--- Start of ENTRIES SHOWN ---

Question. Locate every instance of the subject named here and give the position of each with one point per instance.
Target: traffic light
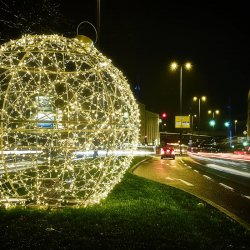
(227, 124)
(164, 115)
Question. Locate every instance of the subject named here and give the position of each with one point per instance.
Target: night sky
(143, 37)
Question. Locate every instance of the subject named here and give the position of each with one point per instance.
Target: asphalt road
(184, 173)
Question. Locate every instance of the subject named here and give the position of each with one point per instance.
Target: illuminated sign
(182, 121)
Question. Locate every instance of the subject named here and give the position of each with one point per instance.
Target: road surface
(184, 173)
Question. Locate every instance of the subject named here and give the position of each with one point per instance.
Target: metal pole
(98, 10)
(181, 90)
(180, 106)
(199, 102)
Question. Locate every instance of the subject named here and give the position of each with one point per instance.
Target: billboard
(182, 121)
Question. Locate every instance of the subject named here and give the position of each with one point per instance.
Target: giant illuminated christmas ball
(69, 122)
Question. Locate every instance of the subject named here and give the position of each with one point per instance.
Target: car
(167, 152)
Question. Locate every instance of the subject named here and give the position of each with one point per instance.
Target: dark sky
(143, 37)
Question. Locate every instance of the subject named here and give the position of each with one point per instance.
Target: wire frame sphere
(69, 122)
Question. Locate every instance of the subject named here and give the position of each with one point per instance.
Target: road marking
(228, 170)
(225, 186)
(185, 182)
(207, 177)
(246, 196)
(169, 178)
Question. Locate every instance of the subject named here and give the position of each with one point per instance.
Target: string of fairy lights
(69, 122)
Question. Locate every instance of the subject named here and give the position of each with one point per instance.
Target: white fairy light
(58, 97)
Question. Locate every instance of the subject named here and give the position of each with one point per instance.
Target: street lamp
(203, 99)
(174, 66)
(235, 126)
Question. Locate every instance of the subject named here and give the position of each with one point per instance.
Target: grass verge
(138, 214)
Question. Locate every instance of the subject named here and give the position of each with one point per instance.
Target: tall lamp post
(203, 99)
(174, 66)
(235, 127)
(213, 112)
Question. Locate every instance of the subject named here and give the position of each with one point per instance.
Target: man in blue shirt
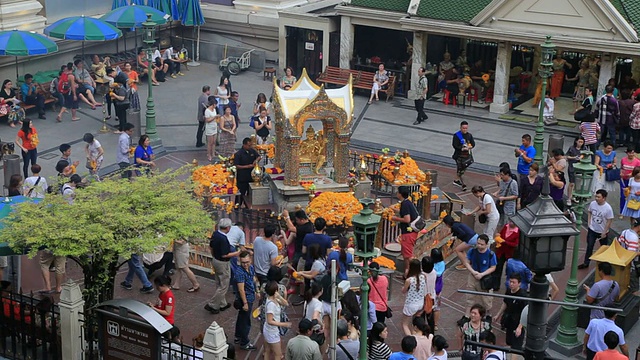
(408, 346)
(30, 95)
(525, 154)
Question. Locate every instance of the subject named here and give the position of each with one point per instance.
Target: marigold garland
(335, 208)
(409, 173)
(212, 180)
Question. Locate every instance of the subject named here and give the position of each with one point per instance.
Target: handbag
(612, 174)
(388, 314)
(633, 204)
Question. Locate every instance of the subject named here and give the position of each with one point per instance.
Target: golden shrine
(326, 148)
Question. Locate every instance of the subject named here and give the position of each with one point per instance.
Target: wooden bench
(365, 81)
(337, 76)
(361, 79)
(44, 91)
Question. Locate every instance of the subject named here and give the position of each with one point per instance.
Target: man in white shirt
(629, 240)
(169, 57)
(124, 144)
(600, 218)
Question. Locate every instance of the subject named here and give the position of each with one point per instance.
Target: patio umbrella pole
(195, 56)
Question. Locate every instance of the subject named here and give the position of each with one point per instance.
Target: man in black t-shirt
(244, 161)
(408, 213)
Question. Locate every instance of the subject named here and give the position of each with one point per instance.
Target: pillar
(21, 15)
(419, 56)
(215, 343)
(346, 42)
(71, 306)
(341, 162)
(500, 103)
(292, 162)
(607, 71)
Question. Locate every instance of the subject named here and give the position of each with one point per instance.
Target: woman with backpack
(271, 329)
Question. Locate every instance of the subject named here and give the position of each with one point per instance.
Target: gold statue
(313, 149)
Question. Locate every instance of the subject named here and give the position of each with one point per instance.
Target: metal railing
(29, 328)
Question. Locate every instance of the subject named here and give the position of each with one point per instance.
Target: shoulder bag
(388, 313)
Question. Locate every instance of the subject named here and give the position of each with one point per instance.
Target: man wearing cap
(302, 347)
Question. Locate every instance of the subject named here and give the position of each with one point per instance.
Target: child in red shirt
(165, 305)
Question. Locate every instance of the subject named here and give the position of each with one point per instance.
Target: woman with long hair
(424, 337)
(378, 293)
(270, 331)
(415, 287)
(227, 137)
(27, 140)
(378, 350)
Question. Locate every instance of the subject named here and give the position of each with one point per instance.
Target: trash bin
(556, 141)
(133, 116)
(11, 164)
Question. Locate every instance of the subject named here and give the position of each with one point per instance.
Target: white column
(500, 103)
(607, 71)
(21, 15)
(418, 57)
(346, 42)
(215, 343)
(71, 306)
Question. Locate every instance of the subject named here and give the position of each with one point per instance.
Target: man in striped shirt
(629, 240)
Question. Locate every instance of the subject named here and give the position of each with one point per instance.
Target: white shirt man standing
(600, 218)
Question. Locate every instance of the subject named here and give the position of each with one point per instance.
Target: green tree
(107, 222)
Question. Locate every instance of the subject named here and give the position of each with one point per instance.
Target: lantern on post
(544, 232)
(365, 228)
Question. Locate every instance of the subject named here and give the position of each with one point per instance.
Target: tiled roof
(452, 10)
(389, 5)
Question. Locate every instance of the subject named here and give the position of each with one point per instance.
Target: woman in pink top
(378, 293)
(589, 128)
(627, 164)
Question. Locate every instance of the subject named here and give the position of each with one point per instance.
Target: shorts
(47, 258)
(408, 243)
(411, 309)
(473, 241)
(326, 308)
(69, 103)
(271, 337)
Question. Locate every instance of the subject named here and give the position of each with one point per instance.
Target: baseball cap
(305, 325)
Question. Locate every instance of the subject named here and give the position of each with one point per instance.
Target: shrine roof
(451, 10)
(630, 10)
(388, 5)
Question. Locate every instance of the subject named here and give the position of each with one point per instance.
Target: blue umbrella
(118, 3)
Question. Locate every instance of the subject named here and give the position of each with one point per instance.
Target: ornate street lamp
(544, 232)
(567, 336)
(545, 70)
(365, 227)
(149, 38)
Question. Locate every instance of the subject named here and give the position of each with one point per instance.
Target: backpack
(63, 84)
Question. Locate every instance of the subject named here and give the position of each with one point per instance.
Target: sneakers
(248, 347)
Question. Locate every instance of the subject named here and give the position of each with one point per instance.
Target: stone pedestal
(500, 103)
(259, 194)
(346, 42)
(21, 15)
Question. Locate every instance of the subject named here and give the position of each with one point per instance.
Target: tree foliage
(109, 220)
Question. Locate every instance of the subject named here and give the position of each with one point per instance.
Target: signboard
(127, 338)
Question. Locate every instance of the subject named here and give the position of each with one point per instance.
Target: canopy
(6, 207)
(132, 16)
(82, 28)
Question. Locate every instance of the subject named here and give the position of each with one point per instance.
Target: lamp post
(545, 70)
(149, 39)
(365, 227)
(567, 335)
(544, 232)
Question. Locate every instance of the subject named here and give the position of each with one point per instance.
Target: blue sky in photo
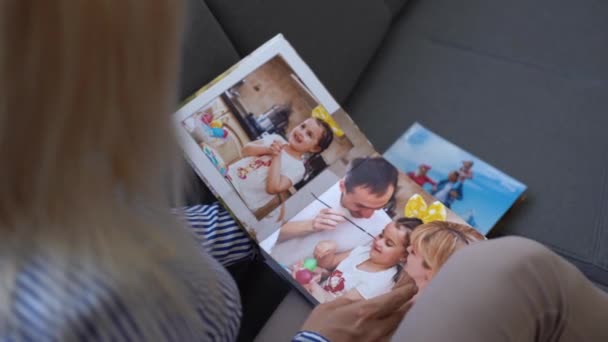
(487, 196)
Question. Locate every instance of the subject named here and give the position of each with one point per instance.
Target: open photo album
(329, 212)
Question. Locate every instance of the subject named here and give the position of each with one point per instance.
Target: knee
(506, 257)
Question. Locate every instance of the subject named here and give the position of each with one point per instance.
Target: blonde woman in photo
(90, 249)
(431, 246)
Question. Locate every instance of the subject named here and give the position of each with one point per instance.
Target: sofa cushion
(395, 6)
(540, 120)
(206, 50)
(336, 38)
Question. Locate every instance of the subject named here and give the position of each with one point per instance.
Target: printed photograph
(353, 238)
(268, 136)
(473, 189)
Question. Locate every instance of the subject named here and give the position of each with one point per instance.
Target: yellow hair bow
(416, 207)
(321, 113)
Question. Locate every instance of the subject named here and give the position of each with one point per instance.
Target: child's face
(453, 177)
(389, 248)
(305, 137)
(415, 267)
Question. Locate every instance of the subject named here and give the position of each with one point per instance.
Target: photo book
(330, 213)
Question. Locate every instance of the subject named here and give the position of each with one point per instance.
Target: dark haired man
(369, 184)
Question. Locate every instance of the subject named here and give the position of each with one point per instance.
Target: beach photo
(473, 189)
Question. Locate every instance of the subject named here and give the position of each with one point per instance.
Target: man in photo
(357, 199)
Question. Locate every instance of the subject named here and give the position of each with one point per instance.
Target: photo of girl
(272, 164)
(365, 271)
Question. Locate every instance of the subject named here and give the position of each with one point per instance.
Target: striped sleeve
(218, 233)
(309, 336)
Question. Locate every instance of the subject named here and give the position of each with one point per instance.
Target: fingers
(385, 305)
(383, 329)
(325, 224)
(333, 214)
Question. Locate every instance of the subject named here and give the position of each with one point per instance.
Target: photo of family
(476, 191)
(268, 136)
(355, 238)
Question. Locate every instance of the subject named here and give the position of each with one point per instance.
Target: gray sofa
(520, 84)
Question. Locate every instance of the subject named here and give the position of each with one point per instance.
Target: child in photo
(365, 271)
(449, 190)
(465, 171)
(272, 165)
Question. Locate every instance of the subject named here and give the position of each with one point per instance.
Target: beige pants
(509, 289)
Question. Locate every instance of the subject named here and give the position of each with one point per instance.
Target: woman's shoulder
(79, 301)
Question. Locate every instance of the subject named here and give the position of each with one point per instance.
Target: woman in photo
(431, 246)
(365, 271)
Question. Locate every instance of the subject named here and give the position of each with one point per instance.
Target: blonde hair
(436, 241)
(87, 91)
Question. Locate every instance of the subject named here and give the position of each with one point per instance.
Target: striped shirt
(95, 311)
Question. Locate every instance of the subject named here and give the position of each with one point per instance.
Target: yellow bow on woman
(321, 113)
(416, 207)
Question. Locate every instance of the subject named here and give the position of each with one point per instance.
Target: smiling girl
(272, 165)
(365, 271)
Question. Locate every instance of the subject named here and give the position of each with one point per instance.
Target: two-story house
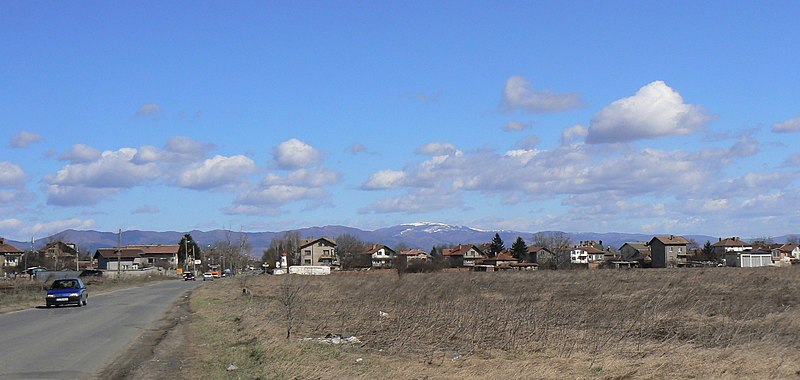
(9, 257)
(316, 252)
(730, 245)
(586, 254)
(668, 251)
(464, 255)
(786, 253)
(161, 255)
(375, 256)
(638, 251)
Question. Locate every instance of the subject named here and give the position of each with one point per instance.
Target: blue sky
(642, 117)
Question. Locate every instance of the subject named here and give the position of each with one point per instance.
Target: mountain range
(423, 235)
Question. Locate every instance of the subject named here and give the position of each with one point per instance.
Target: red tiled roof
(8, 248)
(170, 249)
(671, 240)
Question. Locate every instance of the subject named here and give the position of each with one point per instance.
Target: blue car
(67, 291)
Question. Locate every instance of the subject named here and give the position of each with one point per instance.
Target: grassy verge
(691, 323)
(23, 294)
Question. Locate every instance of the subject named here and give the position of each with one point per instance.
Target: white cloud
(114, 169)
(179, 149)
(148, 109)
(294, 154)
(385, 179)
(24, 139)
(528, 142)
(574, 134)
(87, 183)
(655, 110)
(518, 94)
(80, 153)
(437, 149)
(11, 175)
(216, 172)
(791, 125)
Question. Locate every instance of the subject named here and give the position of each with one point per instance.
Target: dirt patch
(160, 352)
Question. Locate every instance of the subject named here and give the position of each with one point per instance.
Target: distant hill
(413, 235)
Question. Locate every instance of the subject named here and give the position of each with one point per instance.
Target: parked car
(32, 270)
(91, 273)
(67, 291)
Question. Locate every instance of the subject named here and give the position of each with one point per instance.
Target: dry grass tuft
(717, 322)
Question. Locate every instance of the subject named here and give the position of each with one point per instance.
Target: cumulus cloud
(114, 169)
(385, 179)
(216, 172)
(515, 126)
(437, 149)
(87, 183)
(518, 94)
(294, 154)
(528, 142)
(791, 125)
(574, 134)
(80, 153)
(148, 109)
(179, 149)
(24, 139)
(357, 149)
(11, 175)
(655, 110)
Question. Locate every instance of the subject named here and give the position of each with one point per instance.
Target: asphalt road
(71, 342)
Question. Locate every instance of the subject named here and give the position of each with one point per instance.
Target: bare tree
(347, 249)
(290, 294)
(289, 244)
(558, 244)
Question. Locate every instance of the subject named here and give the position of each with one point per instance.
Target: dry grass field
(23, 293)
(688, 323)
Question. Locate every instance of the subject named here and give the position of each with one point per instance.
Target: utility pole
(119, 253)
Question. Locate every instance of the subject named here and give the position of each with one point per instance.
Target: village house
(729, 245)
(535, 253)
(62, 255)
(748, 258)
(785, 253)
(638, 251)
(162, 256)
(318, 252)
(123, 259)
(411, 257)
(668, 251)
(502, 260)
(11, 256)
(465, 255)
(375, 256)
(586, 253)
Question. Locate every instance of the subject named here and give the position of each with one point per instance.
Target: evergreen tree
(519, 249)
(496, 246)
(708, 251)
(187, 248)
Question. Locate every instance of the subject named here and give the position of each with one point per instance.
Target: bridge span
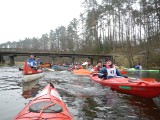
(12, 54)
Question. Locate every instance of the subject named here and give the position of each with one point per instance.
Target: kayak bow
(47, 105)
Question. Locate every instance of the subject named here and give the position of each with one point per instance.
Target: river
(86, 100)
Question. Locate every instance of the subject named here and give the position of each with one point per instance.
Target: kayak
(82, 72)
(148, 88)
(29, 74)
(47, 105)
(133, 69)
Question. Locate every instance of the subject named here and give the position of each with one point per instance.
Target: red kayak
(137, 87)
(47, 105)
(28, 70)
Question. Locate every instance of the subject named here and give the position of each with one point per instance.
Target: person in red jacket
(97, 68)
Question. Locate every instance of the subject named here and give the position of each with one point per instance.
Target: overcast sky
(32, 18)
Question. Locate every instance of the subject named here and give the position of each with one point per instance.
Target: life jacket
(28, 70)
(111, 70)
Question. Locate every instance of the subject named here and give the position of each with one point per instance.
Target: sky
(20, 19)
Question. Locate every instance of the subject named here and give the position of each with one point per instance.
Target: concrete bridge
(12, 53)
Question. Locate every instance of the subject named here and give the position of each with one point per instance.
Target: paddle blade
(149, 79)
(123, 72)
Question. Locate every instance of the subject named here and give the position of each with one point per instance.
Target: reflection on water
(85, 99)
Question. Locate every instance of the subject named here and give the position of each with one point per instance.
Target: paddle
(144, 79)
(123, 72)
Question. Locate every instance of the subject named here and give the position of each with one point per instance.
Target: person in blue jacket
(139, 67)
(32, 62)
(109, 71)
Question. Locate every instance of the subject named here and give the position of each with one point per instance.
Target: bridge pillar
(2, 59)
(11, 60)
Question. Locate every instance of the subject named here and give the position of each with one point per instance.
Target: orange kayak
(82, 72)
(47, 105)
(147, 88)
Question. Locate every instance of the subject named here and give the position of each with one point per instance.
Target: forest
(127, 29)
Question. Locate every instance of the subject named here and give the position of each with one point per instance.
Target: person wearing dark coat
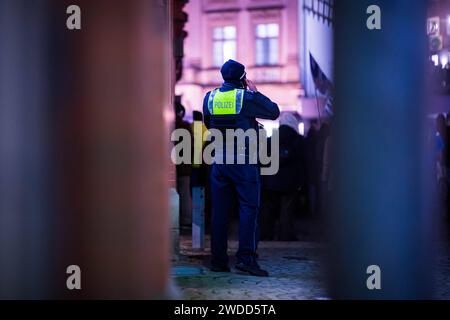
(280, 191)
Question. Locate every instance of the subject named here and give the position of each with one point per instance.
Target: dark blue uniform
(241, 182)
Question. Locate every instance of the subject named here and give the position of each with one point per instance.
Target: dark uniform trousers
(231, 182)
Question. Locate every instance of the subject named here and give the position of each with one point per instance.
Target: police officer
(236, 105)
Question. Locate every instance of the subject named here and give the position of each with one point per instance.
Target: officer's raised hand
(251, 85)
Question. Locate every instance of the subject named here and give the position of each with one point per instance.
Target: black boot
(252, 269)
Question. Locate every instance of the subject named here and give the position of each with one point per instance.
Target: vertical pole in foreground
(198, 217)
(378, 217)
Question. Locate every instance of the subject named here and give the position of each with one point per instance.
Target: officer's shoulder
(249, 94)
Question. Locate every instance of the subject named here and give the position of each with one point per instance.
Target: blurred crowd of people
(300, 188)
(439, 78)
(442, 161)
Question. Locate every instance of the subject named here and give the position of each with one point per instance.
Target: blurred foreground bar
(84, 166)
(380, 190)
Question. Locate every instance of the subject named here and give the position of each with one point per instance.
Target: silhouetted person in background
(280, 191)
(183, 172)
(312, 165)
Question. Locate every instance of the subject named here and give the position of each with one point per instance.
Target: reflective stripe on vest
(226, 103)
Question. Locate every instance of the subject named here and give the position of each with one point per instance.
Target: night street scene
(230, 150)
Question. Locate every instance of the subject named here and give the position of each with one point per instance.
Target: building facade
(262, 34)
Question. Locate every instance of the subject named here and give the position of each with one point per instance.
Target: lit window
(267, 44)
(224, 45)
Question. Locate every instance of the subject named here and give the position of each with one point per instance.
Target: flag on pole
(322, 83)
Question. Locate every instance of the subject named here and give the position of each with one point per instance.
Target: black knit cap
(232, 70)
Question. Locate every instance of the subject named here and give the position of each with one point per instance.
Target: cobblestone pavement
(295, 268)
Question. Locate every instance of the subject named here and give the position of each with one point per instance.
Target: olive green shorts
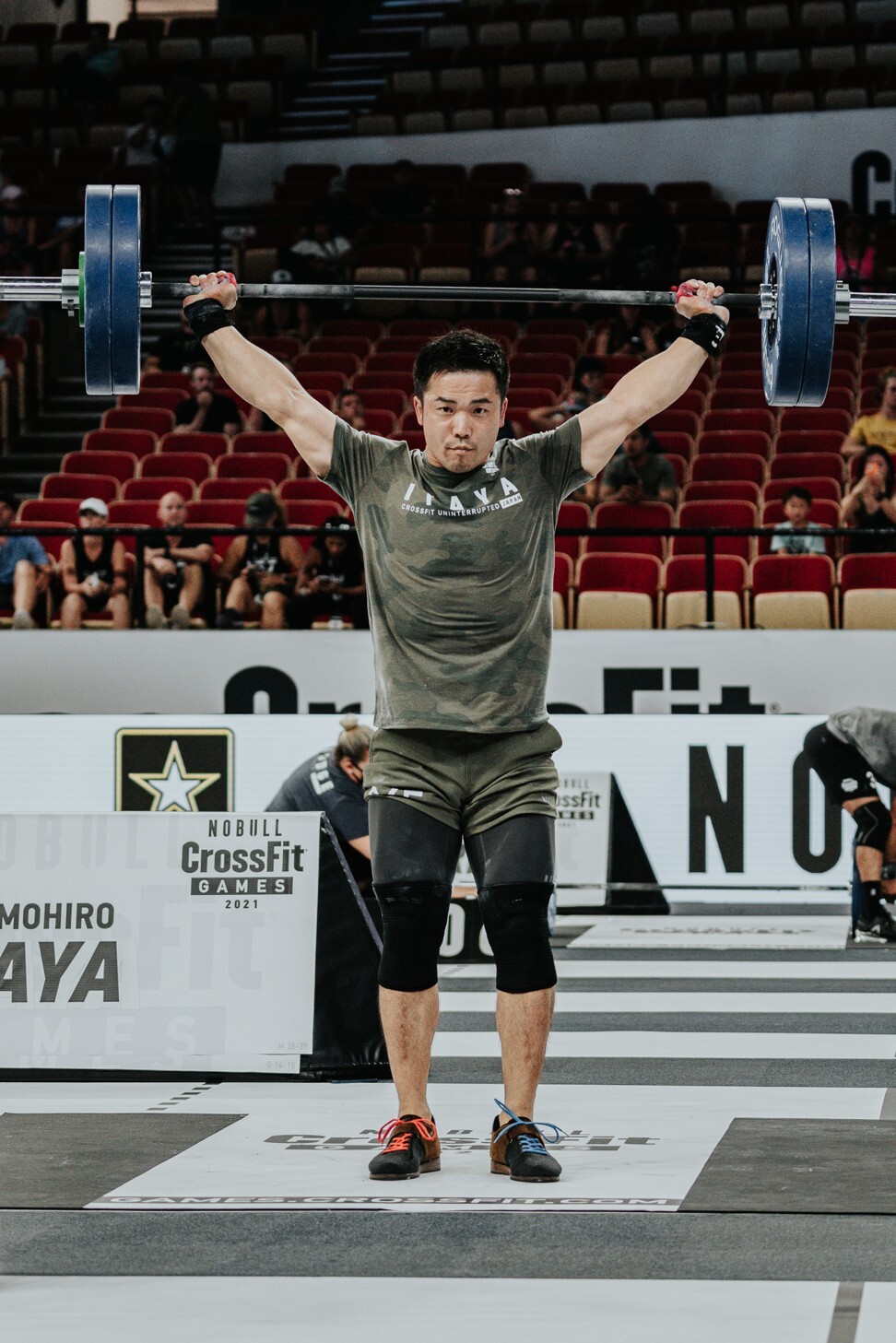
(469, 781)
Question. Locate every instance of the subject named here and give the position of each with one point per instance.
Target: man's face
(172, 511)
(461, 415)
(796, 511)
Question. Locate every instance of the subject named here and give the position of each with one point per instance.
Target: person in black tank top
(259, 569)
(94, 573)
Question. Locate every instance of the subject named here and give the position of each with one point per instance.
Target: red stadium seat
(240, 465)
(793, 591)
(212, 444)
(70, 487)
(195, 465)
(728, 466)
(648, 516)
(711, 514)
(152, 419)
(121, 465)
(153, 488)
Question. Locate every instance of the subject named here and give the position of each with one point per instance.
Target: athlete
(851, 752)
(458, 551)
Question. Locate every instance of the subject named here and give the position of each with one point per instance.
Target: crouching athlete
(458, 552)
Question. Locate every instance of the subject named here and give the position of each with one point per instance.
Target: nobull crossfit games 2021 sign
(158, 940)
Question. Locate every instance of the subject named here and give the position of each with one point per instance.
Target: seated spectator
(24, 569)
(871, 504)
(351, 407)
(878, 430)
(636, 475)
(403, 196)
(629, 334)
(93, 571)
(259, 569)
(856, 258)
(796, 536)
(331, 582)
(334, 782)
(587, 388)
(207, 411)
(175, 567)
(511, 244)
(579, 247)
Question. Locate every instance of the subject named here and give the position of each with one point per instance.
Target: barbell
(799, 300)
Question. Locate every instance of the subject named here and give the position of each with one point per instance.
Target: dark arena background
(193, 1066)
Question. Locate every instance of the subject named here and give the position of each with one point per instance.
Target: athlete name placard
(158, 940)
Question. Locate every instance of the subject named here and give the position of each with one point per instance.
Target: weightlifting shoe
(413, 1149)
(876, 927)
(519, 1151)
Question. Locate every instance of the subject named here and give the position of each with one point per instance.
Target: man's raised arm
(655, 383)
(257, 376)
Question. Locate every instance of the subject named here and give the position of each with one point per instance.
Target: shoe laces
(531, 1142)
(425, 1130)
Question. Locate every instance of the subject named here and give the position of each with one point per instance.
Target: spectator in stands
(207, 411)
(324, 254)
(796, 535)
(331, 583)
(587, 388)
(351, 407)
(646, 247)
(629, 334)
(195, 152)
(871, 502)
(878, 430)
(259, 569)
(175, 567)
(511, 244)
(403, 196)
(856, 258)
(636, 475)
(178, 349)
(93, 571)
(334, 782)
(579, 247)
(24, 569)
(146, 140)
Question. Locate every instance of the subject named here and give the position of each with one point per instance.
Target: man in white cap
(94, 571)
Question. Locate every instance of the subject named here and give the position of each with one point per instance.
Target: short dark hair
(461, 352)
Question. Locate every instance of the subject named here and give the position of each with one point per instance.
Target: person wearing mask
(334, 782)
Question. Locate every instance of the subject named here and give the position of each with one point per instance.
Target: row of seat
(775, 591)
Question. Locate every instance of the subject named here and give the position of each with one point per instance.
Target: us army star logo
(173, 788)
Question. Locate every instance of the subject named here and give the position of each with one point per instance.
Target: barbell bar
(799, 300)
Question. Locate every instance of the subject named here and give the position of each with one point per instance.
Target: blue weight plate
(125, 290)
(822, 301)
(784, 336)
(99, 290)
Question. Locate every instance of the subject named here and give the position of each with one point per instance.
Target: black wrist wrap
(206, 316)
(707, 331)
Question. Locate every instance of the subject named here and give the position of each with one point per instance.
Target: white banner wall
(720, 802)
(593, 672)
(745, 158)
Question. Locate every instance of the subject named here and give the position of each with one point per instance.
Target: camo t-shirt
(460, 571)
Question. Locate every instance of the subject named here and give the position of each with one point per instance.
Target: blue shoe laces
(529, 1142)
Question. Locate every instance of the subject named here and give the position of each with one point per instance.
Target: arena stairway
(351, 78)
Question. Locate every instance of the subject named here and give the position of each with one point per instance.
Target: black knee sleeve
(872, 825)
(414, 919)
(516, 922)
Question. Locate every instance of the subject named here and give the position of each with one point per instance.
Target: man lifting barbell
(851, 752)
(458, 547)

--- End of ENTRIES SHOWN ---

WORK TO DO = Pull out each line in the entries above that contains the word "arena".

RESPONSE =
Target: dark arena background
Target: arena stairway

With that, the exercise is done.